**Quoted text:**
## Begin

Cargo ships are pretty obnoxious things, trundling along at barely 15 knots. They’re ungainly, stupid, ugly, and we hate them. It’s about time someone stormed into the situation to shake up proceedings – that would be us! Yes, the helicopter boat (catchier than the helicopter cargo ship, non?) is a cargo ship that’s also a helicopter.
Cargo ships can carry about 150,000 tonnes. That’s heavy. You may have noted helicopters typically have one “copter” bit (the blades that spin round), but that won’t cut it with this invention. To lift all that weight, we’ve worked out you need 2,000 copter rotors to get the thing hovering. Any fewer and it’s just not going anywhere. Well, it’ll be worth it the moment you see a 150,000 tonne cargo ship being flown in land!
The Helicopter Boat
The difficulty here was attaching some 2,000 copter rotors to the cargo ship we acquired (i.e. stole) to test this all out on. We won’t divulge the exact death toll, but it was a busy week of severed limbs flying through the air! Plenty of pots of tea and good old British stiff upper lip got us through the worst moments, but it was a testing time that taught us this: ships aren’t really meant to be airborne.
The good news is the helicopter boat does work. Despite some reservations about its practicality, commercial appeal, health and safety hazards, and expense (the thing will cost $100 million per boat), it seems to us to offer many uses. If, for example, you have a cargo of instant noodles that desperately needs transporting across land (the land may be stricken by, for instance, riots due to economic deprivation after businesses wasted all their money buying helicopter boats, leading to mass unemployment and poverty), then the helicopter boat delivers big time!

## End

**Stated goal A:** In the helicopter boat piece, shorten the paragraph beginning "Cargo ships can carry about 150,000 tonnes" and keep its main facts.
**Stated goal B:** Continue the helicopter boat piece from its last sentence.

A run of records:
## Begin

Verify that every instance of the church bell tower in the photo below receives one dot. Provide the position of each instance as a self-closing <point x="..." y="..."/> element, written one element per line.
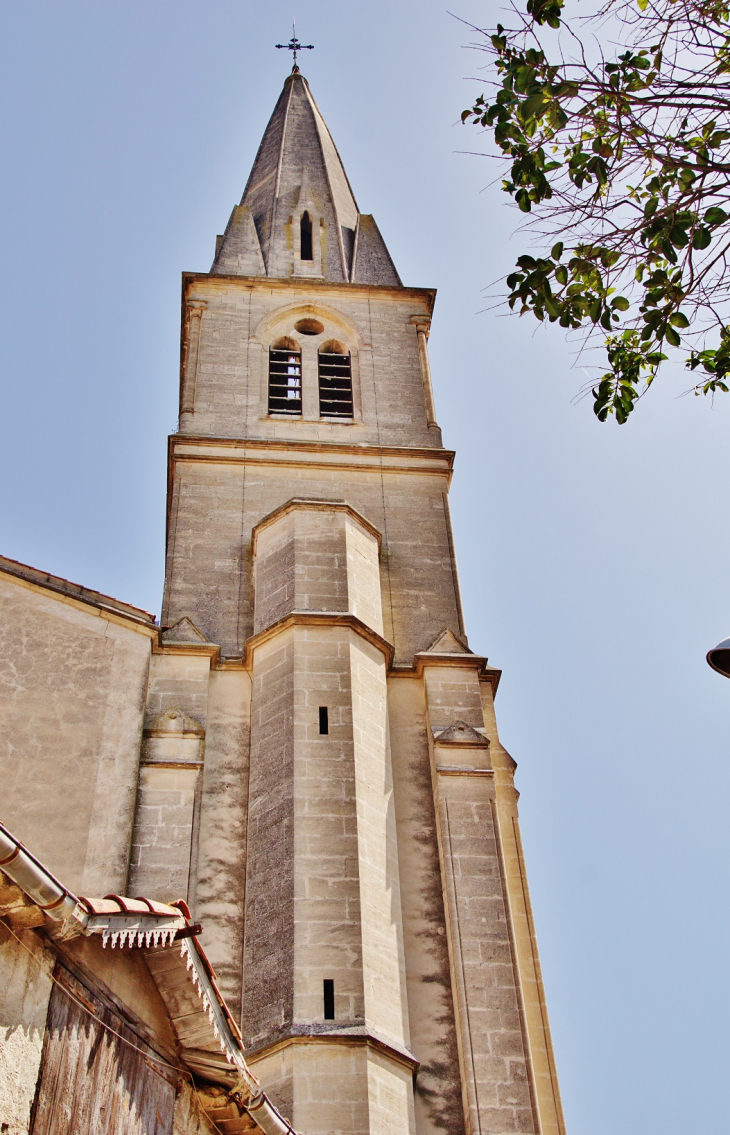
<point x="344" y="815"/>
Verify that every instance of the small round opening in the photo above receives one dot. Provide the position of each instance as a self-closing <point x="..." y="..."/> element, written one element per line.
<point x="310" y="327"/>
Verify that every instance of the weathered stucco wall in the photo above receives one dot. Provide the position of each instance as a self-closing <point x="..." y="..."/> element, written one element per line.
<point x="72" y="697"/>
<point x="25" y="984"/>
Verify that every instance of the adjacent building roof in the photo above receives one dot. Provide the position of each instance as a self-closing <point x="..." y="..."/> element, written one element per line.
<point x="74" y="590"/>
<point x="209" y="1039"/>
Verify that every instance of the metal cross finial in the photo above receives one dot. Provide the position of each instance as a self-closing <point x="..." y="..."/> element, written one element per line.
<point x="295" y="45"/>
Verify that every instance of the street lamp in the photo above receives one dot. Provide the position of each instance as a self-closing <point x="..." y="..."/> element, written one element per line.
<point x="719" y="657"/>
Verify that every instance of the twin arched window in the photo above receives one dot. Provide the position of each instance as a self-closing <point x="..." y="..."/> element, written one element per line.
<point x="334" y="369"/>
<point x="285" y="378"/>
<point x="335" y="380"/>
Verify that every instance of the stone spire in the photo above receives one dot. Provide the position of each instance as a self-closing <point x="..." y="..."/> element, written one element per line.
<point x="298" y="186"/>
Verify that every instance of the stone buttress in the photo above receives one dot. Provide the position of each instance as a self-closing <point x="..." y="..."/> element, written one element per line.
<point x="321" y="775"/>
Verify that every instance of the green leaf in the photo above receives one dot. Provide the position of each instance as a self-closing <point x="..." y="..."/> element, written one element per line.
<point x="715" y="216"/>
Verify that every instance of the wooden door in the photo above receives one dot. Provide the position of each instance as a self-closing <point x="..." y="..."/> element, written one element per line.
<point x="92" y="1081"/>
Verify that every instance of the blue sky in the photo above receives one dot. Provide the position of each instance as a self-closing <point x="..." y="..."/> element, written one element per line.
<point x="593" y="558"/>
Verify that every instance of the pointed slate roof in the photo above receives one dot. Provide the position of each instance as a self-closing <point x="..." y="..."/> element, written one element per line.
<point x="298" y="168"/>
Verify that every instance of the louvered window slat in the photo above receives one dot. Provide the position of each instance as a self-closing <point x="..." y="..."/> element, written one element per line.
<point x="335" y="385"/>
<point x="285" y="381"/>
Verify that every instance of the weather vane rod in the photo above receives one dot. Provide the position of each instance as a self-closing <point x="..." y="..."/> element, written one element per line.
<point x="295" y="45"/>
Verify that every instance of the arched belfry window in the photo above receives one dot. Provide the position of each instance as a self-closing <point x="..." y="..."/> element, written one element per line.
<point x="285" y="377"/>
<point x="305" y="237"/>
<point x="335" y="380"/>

## End

**Exercise output A:** A cargo ship carries about 150,000 tonnes. A helicopter usually has a single rotor, but lifting that much weight takes 2,000 rotors, and with any fewer the ship will not hover. The sight of a 150,000-tonne cargo ship in flight makes it worth it.

**Exercise output B:**
Those noodles will make it to starving citizens in no time. You can see the front page headlines right now: “Helicopter boats responsible societal collapse, but feeds desperately in need wealthy people with instant noodles” – this contraption, truly, is the hero for the little man: the 1%. They’ll never starve again!
Other Uses
The helicopter boat does have other uses. It’s a boat, first and foremost, and a mighty one at that. In hot and stuffy regions, the copter rotors can be switched on to cool down staff – they can stand about on deck being gently wafted by a nice breeze. It’s lovely! Of course, occasionally the odd copter blade snaps and decapitates a worker, but that’s one less mouth to feed.
It will also double up as a tourist destination between, and during, cargo duties – a luxurious super-yacht with the capacity for 5,000+ mindless tourists. The helicopter boat will provide tours around the Cape of Good Hope, before surging on to Blackpool Pleasure Beach in Northern England, where holiday-goers will be able to dangle over the sides for closeup views of the effluence-ridden waters.
Why didn’t you name it the Helliboat?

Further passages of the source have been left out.